── EXCERPT TO READ

Posted by yeltom on July 20, 2004, at 17:53:40

In reply to Re: Surmontil/trimipramine for sleep, ibs yeltom, posted by Larry Hoover on July 20, 2004, at 16:58:00

Thanks for respoding. I actually had already read that abstract. How much are you taking? Are you taking it for sleep, ibs, to augment the zoloft? How is it working? How bad are the side effects? Let me know, will you. Thanks

> > Surmontil/trimipramine looks interesting. Seems to work primarily on norepinephrine, like desipramine, so it would theoretically be good to augment/balance an ssri.
> I'm taking it right now, with Zoloft.
> > But unlike desipramine, it's sedating. Yet it has a relatively short half-life, so it might give less of a hangover than amitriptyline. And instead of inhibiting REM sleep, like most antidepressants, it appears to increase it, which might be good, especially since celexa inhibits it. Does this reasoning make sense? I wonder why it's particularly good for gastrointestinal problems? Anyone have any experience with this?
> Trimipramine was found to be useful in the treatment of IBS, over twenty years ago, particularly the type not including constipation. I'm not sure why, though. Here's a blurb on the sleep effects:
> Eur Arch Psychiatry Clin Neurosci. 1996;246(5):235-9.
> Trimipramine: a challenge to current concepts on antidepressives.
> Berger M, Gastpar M.
> Klinikum, Albert-Ludwigs-Universitat, Freiburg, Germany.

────
── RECORDED DATA

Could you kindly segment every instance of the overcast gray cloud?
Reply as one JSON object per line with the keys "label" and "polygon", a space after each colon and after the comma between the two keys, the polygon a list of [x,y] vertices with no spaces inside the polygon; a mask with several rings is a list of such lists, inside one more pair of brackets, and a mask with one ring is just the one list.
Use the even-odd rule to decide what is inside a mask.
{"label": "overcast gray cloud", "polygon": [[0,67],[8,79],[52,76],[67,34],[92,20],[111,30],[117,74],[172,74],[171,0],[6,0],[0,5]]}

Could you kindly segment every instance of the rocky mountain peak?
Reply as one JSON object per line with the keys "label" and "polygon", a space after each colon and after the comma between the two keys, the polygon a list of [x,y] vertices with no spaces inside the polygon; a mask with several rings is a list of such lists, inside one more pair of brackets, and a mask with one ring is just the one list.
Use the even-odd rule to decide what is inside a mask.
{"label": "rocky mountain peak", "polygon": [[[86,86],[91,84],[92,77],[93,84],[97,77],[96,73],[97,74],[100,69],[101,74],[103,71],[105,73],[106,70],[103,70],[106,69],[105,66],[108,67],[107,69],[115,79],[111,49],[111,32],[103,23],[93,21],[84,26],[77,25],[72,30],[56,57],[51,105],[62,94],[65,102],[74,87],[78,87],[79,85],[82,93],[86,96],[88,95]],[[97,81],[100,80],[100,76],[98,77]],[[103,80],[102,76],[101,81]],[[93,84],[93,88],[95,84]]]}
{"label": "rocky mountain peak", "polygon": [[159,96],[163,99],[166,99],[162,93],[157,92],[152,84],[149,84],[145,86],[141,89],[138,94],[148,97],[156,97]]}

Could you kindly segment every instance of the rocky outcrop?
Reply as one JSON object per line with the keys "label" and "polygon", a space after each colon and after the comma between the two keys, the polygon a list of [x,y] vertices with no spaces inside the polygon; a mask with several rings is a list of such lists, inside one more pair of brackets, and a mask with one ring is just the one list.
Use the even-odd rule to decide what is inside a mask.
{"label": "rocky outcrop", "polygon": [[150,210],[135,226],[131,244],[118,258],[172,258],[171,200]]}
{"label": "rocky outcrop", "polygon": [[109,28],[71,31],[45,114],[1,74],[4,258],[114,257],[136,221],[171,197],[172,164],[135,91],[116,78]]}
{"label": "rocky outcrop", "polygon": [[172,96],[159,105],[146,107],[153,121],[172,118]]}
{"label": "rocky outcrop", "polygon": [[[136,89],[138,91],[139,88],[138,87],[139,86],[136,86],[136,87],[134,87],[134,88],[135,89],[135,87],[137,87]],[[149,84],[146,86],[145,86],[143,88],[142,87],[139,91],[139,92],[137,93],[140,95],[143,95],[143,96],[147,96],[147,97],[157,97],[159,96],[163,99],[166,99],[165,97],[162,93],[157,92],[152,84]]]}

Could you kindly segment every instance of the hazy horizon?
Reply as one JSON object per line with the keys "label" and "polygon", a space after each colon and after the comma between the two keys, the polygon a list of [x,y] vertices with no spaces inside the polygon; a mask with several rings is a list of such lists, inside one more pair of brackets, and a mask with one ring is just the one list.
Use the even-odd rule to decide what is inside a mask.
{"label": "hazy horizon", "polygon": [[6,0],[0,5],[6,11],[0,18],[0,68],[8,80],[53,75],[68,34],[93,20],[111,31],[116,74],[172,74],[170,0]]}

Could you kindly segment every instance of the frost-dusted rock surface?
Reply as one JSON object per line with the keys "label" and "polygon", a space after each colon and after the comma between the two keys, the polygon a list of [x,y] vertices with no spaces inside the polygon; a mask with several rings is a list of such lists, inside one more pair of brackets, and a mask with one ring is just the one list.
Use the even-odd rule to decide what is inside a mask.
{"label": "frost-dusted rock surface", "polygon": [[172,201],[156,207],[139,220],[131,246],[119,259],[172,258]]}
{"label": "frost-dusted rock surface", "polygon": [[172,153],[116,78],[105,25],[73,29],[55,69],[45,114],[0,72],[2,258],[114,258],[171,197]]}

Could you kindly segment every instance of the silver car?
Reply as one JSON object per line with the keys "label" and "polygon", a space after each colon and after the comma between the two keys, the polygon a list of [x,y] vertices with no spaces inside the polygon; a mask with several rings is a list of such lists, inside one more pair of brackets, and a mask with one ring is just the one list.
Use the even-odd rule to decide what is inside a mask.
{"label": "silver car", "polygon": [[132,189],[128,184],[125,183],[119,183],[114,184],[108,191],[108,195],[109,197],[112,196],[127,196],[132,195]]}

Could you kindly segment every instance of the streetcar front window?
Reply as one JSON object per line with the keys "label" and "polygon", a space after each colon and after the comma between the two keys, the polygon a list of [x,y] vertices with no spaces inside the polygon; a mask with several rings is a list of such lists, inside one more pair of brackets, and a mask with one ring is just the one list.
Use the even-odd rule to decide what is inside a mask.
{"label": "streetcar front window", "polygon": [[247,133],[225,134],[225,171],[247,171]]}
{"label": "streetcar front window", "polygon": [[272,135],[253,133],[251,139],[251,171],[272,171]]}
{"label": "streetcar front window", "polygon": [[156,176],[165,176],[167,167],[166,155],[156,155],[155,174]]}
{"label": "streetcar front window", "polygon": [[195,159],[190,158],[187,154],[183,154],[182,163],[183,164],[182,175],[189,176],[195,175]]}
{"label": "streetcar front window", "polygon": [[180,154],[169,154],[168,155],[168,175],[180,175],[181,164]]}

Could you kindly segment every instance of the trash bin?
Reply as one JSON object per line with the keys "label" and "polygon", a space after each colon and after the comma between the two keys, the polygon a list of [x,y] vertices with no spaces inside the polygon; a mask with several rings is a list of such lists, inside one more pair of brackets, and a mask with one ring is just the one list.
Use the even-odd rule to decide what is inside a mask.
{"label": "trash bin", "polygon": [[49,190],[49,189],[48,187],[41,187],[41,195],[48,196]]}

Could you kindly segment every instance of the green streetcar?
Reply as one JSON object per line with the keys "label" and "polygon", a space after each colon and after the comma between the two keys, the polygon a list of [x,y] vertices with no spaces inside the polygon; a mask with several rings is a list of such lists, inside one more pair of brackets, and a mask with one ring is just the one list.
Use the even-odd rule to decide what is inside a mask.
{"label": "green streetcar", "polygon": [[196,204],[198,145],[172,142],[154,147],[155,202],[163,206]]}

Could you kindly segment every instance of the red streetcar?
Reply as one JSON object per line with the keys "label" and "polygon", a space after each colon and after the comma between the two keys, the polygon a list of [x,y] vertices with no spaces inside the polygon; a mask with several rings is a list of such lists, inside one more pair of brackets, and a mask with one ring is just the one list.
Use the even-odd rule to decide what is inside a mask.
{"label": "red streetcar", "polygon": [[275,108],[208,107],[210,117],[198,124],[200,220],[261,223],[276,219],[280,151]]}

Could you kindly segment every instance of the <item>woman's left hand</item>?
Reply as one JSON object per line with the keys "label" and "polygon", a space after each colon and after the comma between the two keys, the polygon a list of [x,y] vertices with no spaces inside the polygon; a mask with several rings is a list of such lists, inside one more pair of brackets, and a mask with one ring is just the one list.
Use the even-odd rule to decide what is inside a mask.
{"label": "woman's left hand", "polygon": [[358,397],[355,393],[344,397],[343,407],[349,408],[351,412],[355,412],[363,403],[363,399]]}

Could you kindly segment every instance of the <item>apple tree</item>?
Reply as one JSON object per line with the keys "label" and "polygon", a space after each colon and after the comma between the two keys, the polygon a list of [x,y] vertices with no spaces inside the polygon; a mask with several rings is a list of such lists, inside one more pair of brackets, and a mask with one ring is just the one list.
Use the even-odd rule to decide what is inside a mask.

────

ABOUT THIS EXERCISE » Extend the trimipramine forum post past its final line, carrying on in the same thread.

EXERCISE ANSWER »
> Although it is chemically a classical tricyclic antidepressant agent, trimipramine shows atypical pharmacological properties. Its well-documented antidepressant action cannot be explained by noradrenaline or serotonin reuptake inhibition or by a down-regulation of beta-adrenoceptors. Furthermore, its receptor affinity profile resembles more that of clozapine, a neuroleptic drug, than that of tricyclic antidepressants. Trimipramine does not reduce, but rather increases, rapid eye movement sleep. It stimulates nocturnal prolactin secretion and inhibits nocturnal cortisol secretion and may act at the level of the hypothalamus on corticotropin-releasing hormone secretion. Trimipramine is of particular value in depressed patients with insomnia, and it has been shown to be effective in the therapy of primary insomnia. As the pharmacological profile indicates, and an open clinical study has shown, trimipramine might also be active as an antipsychotic. The drug is both a tool for increasing our understanding of depression and a potential therapy for several psychiatric disorders.